• EXTRACT
========
Many will spend less due to their view of the economy....While over half (60%) of holiday shoppers say their perception of the economy will not affect how much they spend on gifts this year, 3 in 10 (30%) say they’ll spend less because of it. For perspective, that’s 66 million Americans who are tightening their purse strings in response to their perception of the economy.
In-store traffic on Black Friday fell 2.1% compared to the same day last year, while in-store sales fell 1.6%, according to preliminary data from RetailNext, a San Jose-based retail analytics company.
originally posted by: DictionaryOfExcuses
My family is intentionally spending a mere fraction of what we might have in past years. We all put our heads together and decided that - while we are still giving the little one's Christmas - we're under no obligation to go spend gobs of cash. I never want anything for Christmas except peace and quiet with my family. Maybe some deviled eggs.
========
• AVAILABLE DATA
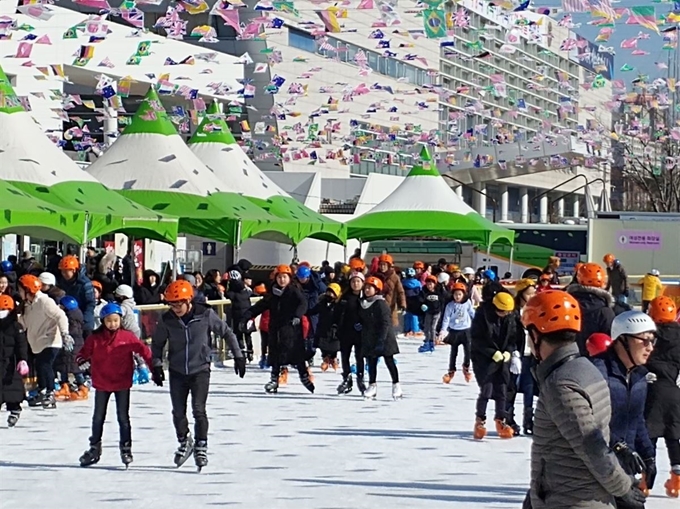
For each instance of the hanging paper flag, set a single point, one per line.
========
• SHORT PROBLEM 1
Write out the stretch of the holiday spending excerpt from "In-store traffic on" through "retail analytics company.", word for word.
• SHORT PROBLEM 2
Carry the holiday spending excerpt forward from the point where it stops.

• RIGHT ANSWER 1
In-store traffic on Black Friday fell 2.1% compared to the same day last year, while in-store sales fell 1.6%, according to preliminary data from RetailNext, a San Jose-based retail analytics company.

• RIGHT ANSWER 2
If I'm honest, the empty ritual of holiday spending & consumption has done nothing but get me down since I was a teenager. I'm all for building interpersonal bridges via gift-giving. I just think it's mostly a rote exercise and it feels stupid, and there's something particularly gross to me when the talking heads get starry-eyed and giddy talking about sales numbers.
Just my feelings on the matter.
originally posted by: cenpuppie
Nah, your right.
Have you heard anything about the Black Friday or Cyber Monday sales? It's been dismal across the board and people are hoping that Christmas will bail out retailers but that isn't looking to good either.
The economy is grinding to halt but as long as that stock market goes higher, its all good.
New York (CNN)This year's Black Friday shaped up to be the biggest yet. Americans spent $7.4 billion online on Black Friday and $4.2 billion on Thanksgiving Day.
With Thanksgiving landing six days later than last year, retailers amped up their advertising and served up deep discounts on items such as appliances, sporting goods, televisions, consumers and toys, according to Adobe Analytics.
"We've got a shorter holiday selling season," Jason Woosley, Adobe's vice president of commerce product and platform, told CNN Business earlier this week. "That's creating a compression effect."
Consumers spent $11.6 billion online over the two days. Friday was also the biggest day ever for mobile sales, as $2.9 billion came from smartphones. People are getting more comfortable with buying online and on smaller screens.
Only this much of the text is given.